Records provided Block Start
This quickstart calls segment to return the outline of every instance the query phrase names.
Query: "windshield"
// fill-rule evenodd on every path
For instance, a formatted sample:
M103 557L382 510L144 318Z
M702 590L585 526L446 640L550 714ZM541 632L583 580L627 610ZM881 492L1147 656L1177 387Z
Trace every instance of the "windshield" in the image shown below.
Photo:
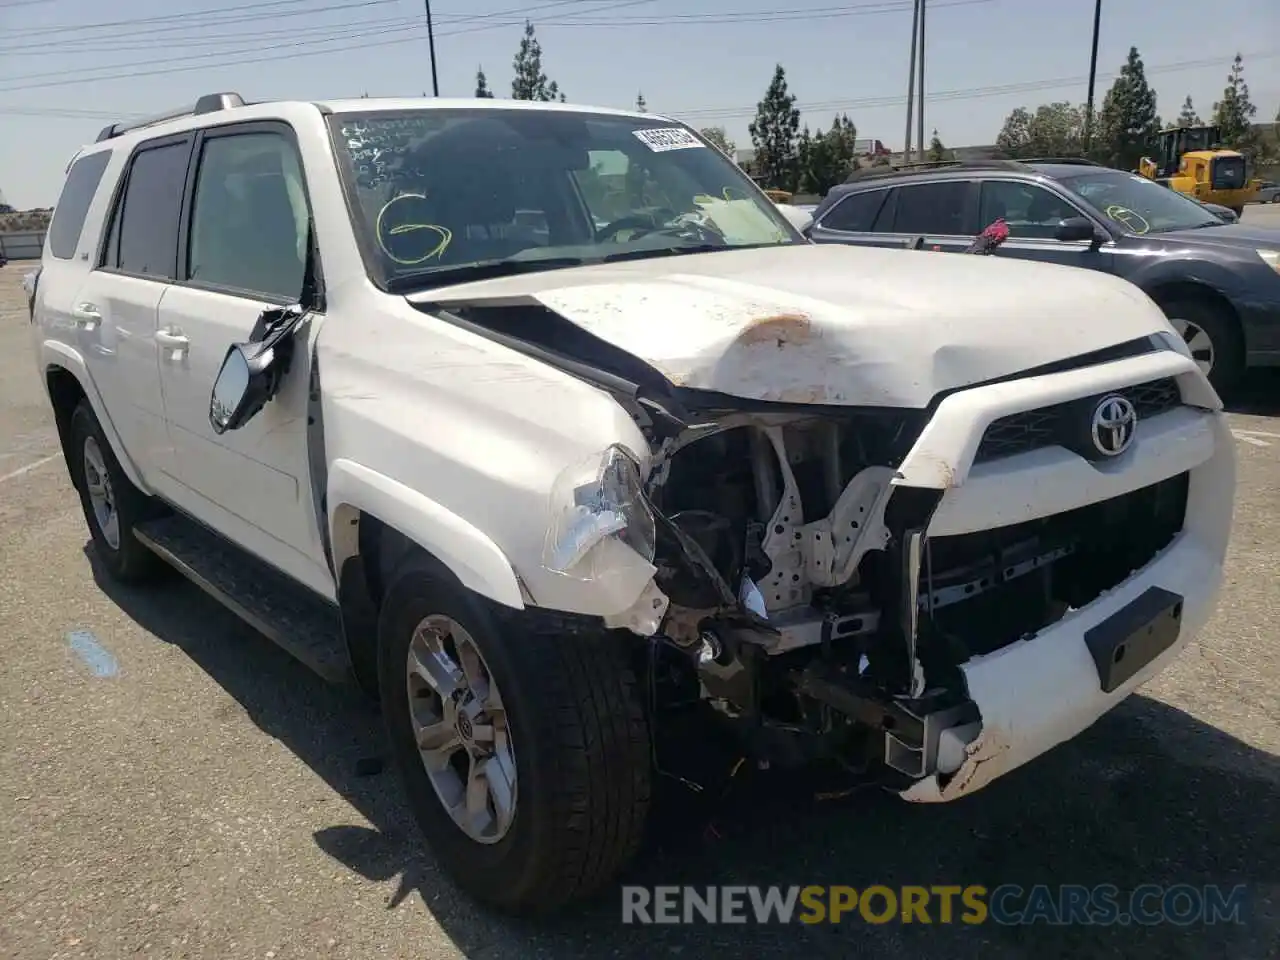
Records provided Block End
Goal of the exercise:
What is the number of lines in the records that hold "every"? Give the number by itself.

Result of the task:
3